• PAGE EXCERPT:
Content starts

At first glance, the possibility that a new military accounting center at Limestone might be closed just two years after it was opened to ease the pain of losing an air force base looks like one more planning blunder by the Department of Defense.
But this taking of the long way ’round to nowhere is not merely Pentagonian — it’s downright congressional. And it’s downright cruel. As long as lawmakers continue to talk fiscal responsibility while dishing out the pork back home, innocent folks, like the 325 Defense Finance Accounting Service workers in the County, will continue to get hurt.
Congress wanted, and got, a balanced budget. Same for the line-item veto. Then, it throws the balanced budget out of kilter by padding it with goodies for the home districts, including billions in unneeded defense construction projects, and caps off this absurd masquerade by overturning the president’s line-item veto. All the while preaching the need for government to operate more like business.
If business operated this way — raising hopes and dashing them, making commitments and breaking them, rallying the public and then shunning them, CEOs would be tarred and feathered on a daily basis.

Content ends

• COMPLETE THE FOLLOWING:
1. From the text about the Limestone accounting center, list the paired actions it says business would be doing if it operated the way Congress does.
2. Extract a passage from the text about the Limestone accounting center word for word, beginning at the words "At first glance, the" and stopping after "Department of Defense.".
3. Extend the text about the Limestone accounting center by writing what comes next after its final sentence.
The listing is not needed for anything here.

[Data records]
Content starts

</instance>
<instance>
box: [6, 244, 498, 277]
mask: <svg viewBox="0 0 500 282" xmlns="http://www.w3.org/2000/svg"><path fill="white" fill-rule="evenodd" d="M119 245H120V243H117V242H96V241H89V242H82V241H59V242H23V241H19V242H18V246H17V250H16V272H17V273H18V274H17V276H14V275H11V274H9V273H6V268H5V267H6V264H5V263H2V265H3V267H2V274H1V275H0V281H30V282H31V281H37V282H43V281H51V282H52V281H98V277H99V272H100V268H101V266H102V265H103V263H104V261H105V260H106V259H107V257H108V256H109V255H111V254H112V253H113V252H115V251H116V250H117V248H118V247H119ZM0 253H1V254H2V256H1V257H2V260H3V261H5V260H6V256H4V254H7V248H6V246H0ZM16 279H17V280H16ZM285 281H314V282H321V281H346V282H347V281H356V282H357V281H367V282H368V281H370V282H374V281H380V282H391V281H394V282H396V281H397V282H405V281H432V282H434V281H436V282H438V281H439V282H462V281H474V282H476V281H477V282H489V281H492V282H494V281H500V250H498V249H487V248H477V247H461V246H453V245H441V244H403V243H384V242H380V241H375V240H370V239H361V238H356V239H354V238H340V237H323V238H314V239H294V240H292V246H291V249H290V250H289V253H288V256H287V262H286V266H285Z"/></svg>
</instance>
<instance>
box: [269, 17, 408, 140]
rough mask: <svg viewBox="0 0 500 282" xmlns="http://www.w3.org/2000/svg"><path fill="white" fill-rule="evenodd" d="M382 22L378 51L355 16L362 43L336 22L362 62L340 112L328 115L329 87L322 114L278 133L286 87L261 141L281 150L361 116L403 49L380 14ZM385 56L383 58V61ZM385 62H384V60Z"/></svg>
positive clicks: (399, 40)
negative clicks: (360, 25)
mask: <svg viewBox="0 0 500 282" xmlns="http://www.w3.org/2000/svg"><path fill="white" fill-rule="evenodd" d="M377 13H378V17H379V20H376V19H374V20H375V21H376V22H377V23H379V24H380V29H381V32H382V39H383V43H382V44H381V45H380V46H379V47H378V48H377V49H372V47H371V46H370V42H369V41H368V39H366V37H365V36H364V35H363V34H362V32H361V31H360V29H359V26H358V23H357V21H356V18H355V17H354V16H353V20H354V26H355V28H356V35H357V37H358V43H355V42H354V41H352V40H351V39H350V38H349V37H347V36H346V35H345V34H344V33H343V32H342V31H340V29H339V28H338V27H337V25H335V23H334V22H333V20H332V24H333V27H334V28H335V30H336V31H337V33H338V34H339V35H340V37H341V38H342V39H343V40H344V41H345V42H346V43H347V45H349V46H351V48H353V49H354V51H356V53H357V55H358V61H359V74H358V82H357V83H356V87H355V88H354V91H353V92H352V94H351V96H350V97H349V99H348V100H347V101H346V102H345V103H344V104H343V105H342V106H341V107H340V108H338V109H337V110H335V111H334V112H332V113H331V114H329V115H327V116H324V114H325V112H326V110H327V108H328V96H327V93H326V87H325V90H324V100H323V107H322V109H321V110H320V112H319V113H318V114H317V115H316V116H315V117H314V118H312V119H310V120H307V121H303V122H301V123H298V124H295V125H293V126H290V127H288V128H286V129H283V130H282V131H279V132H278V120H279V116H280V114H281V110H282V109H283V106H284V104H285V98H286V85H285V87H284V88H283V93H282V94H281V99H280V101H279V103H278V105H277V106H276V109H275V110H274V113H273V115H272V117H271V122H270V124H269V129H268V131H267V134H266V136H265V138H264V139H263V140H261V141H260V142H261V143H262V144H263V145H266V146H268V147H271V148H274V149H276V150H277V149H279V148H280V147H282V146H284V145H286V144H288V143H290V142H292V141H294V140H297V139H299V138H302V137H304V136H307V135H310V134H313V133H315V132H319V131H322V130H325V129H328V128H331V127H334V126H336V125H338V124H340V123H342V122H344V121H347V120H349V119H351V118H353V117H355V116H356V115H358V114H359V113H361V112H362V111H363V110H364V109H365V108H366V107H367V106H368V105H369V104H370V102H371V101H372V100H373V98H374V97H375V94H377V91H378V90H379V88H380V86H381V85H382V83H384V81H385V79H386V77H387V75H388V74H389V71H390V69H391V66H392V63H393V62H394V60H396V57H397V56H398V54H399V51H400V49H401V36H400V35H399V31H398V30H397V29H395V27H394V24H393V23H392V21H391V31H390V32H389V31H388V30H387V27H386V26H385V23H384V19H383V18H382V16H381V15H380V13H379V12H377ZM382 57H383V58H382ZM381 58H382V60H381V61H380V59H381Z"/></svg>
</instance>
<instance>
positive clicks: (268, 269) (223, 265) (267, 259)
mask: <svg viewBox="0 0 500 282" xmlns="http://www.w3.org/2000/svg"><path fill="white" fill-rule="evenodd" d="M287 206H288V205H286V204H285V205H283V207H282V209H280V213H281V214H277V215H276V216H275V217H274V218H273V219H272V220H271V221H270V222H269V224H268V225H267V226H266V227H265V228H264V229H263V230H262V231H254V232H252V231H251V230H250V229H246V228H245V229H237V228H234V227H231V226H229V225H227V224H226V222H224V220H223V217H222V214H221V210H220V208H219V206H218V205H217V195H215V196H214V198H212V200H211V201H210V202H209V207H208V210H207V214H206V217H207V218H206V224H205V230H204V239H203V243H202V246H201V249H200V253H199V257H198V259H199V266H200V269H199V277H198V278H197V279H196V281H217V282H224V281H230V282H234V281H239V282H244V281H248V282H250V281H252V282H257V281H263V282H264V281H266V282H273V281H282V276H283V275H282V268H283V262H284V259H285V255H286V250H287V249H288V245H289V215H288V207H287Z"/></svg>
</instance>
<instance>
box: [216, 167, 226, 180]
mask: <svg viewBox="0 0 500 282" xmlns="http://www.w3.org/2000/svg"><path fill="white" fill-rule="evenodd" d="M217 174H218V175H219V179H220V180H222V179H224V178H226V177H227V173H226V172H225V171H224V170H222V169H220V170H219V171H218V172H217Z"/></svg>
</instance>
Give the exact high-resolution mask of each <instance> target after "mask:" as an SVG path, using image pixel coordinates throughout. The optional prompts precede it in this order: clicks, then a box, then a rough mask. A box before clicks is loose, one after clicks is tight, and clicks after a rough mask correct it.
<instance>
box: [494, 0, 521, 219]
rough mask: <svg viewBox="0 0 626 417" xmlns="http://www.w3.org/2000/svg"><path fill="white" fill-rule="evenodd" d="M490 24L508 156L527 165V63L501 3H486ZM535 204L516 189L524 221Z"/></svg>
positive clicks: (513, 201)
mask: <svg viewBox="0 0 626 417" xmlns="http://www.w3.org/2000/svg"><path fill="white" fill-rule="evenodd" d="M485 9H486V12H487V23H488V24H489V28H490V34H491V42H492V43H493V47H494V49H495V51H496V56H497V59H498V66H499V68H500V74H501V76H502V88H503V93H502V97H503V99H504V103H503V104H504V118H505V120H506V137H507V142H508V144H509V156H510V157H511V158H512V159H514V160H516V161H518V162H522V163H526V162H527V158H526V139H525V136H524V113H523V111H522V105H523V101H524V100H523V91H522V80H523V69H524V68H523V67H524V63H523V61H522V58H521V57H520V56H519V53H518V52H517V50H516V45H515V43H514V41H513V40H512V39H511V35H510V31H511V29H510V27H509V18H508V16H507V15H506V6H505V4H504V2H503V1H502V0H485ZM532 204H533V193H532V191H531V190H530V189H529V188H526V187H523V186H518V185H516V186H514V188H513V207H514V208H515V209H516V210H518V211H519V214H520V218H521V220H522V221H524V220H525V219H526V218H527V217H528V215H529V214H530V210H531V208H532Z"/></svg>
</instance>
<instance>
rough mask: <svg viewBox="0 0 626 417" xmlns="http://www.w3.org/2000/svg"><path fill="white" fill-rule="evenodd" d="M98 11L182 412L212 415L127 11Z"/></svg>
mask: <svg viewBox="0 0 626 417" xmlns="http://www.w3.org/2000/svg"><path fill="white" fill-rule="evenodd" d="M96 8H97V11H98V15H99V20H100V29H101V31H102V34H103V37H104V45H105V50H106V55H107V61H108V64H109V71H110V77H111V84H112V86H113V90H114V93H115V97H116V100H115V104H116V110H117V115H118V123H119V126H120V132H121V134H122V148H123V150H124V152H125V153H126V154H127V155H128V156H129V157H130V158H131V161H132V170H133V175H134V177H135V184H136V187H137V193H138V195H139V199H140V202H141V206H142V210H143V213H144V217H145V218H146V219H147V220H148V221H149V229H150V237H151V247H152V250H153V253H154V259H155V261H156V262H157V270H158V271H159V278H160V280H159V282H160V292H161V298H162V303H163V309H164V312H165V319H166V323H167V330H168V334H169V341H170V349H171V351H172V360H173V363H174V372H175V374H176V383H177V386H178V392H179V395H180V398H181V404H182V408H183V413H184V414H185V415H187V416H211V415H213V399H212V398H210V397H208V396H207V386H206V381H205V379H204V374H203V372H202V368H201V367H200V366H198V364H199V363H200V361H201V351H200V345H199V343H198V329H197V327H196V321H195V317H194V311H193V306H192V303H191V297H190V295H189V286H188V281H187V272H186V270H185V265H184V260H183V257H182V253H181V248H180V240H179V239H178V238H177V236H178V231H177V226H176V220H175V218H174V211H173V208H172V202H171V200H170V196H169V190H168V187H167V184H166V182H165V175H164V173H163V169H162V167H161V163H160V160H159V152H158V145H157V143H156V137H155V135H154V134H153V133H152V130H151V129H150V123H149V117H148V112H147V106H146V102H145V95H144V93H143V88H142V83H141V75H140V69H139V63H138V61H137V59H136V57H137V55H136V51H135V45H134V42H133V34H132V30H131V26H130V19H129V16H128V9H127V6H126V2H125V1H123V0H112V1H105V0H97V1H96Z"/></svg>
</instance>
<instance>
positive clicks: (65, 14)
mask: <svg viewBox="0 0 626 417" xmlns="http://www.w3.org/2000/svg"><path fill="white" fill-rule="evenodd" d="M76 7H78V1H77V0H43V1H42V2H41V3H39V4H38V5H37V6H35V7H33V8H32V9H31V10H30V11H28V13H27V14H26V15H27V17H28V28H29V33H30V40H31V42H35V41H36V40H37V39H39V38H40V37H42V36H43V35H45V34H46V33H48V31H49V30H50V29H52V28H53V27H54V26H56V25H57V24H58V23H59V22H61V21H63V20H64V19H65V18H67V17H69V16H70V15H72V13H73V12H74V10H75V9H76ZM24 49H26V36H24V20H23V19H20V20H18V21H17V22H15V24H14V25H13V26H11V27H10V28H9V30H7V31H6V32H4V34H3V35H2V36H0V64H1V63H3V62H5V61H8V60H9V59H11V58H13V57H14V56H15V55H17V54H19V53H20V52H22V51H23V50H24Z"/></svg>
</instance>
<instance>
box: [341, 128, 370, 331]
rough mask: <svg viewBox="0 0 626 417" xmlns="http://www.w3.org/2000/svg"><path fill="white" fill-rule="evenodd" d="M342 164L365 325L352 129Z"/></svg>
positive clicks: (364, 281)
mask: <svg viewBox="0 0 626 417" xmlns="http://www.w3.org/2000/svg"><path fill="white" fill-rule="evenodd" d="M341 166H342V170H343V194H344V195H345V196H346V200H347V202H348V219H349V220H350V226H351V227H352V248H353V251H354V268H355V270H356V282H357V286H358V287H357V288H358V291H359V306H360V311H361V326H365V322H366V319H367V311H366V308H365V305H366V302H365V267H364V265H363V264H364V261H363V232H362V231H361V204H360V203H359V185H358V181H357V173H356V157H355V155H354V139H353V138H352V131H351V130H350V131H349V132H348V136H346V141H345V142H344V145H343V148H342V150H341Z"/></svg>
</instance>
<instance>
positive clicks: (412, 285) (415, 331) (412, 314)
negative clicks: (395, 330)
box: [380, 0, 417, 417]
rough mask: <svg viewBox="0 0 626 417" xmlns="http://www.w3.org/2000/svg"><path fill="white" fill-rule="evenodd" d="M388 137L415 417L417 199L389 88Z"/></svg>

Content ends

• WRITTEN ANSWERS:
1.
- raising hopes and dashing them
- making commitments and breaking them
- rallying the public and then shunning them

2.
At first glance, the possibility that a new military accounting center at Limestone might be closed just two years after it was opened to ease the pain of losing an air force base looks like one more planning blunder by the Department of Defense.

3.
There are 17 DFAS centers around the country, created earlier in this decade to de-centralize the Pentagon’s bill-paying and payroll work. Now, eight of those will be closed unless they can prove their ability to compete with the private sector. Perhaps, before it loads up moving trucks with the contents of eight accounting offices, before it goes through another replay of this wasteful consolidation/deconsolidation routine, before it causes further harm to those it has already harmed, the Pentagon might find out just exactly what practices make private sector accountants so darned efficient and simply adopt them.
That communities that are home to existing military installations live under the constant threat of closure and economic devastation while Congress funds unneeded installations elsewhere says something not at all flattering about the political will of elected leaders to do what’s right. That public agency managers increasingly hold the threat of privatization over the heads of their workers says even less about their managerial skills. In this case, the threat is unconscionable and silly — whether done in the public or private sector, accounting is accounting. In all cases, a promise is a promise.